**Исходный текст:**
▼

Что такое лидерство, что оно из себя представляет и как оно определяется как таковое? Исторически лидерство и легитимность принадлежали по большей части политическим партиям и их филиалам. С 1990-х годов новыми лидерами стали богатые предприниматели, которые вместо того, чтобы выписывать чеки ответственным лицам, вносили больший, чем финансовый вклад, с помощью своего опыта и структур. Они обосновались на Родине, помогая группам гражданского общества, продвигая образование и творчество, инвестируя в тех, кто стремится улучшить себя и свои условия жизни по всей Армении. Некоторые элитарные предприниматели исключают из числа лидеров тех, кто «не имеет» (средств), включая интеллектуалов, которые формируют мышление общества и играют решающую роль в построении нации. В результате все чаще появляется среда с правилом «плати за игру», которая противоречит давним идеалам и практикам нашего сообщества.
Графика от Proper Company, эксклюзивно для Armenian Weekly
ВОПРОСЫ, РАЗМЫШЛЕНИЯ, ПРОВОКАЦИИ
Изначально статья была опубликована в The Armenian Weekly 3 октября 2018 г.

▲

Продолжите исходный текст о лидерстве, начав сразу после его последнего предложения.

**Исходные данные:**
▼

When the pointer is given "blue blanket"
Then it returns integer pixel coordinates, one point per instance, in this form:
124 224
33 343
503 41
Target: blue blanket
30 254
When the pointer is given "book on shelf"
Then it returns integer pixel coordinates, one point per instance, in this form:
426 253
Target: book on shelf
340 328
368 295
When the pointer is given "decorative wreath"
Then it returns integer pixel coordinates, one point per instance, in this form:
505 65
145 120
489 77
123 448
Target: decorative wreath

▲
▼

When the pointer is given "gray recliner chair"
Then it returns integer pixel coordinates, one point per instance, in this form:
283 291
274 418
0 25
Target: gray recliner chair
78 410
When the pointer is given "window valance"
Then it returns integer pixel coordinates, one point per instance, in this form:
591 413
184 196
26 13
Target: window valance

▲

**Ожидаемый ответ:**
Недавно мне посчастливилось присутствовать на приеме в Нью-Йорке в честь нового премьер-министра Армении Никола Пашиняна. Это было красочное и эклектичное мероприятие, организованное посольством Армении в США. На нем были представлены как старые, так и новые лица, а также широкий спектр вопросов от аудитории, от проницательных до абсурдных. Ответы премьер-министра Пашиняна были в основном тем, что он уже говорил раньше; тем не менее, его слова были воодушевляющими для сообщества, которое редко слышит политиков, которые говорят по существу, без помпезности или притворства и с неизменным уважением к людям, которым они служат.
Моя цель здесь не в том, чтобы делать обзор этого мероприятия как такового.Скорее, я хочу раскрыть один из его аспектов: мероприятие было объявлено встречей «с лидерами армянской общины Америки», и все же мне не всегда было ясно, кто это руководство, что оно представляет и как мы действительно приходим к таким определениям. Кто в наши дни считается лидером сообщества? Возможно, это провокационный вопрос. Но все-таки важный.
Мероприятие было объявлено встречей «с лидерами армяно-американской общины», и все же мне не всегда было ясно, кто это руководство, что оно представляет и как мы на самом деле приходим к таким определениям.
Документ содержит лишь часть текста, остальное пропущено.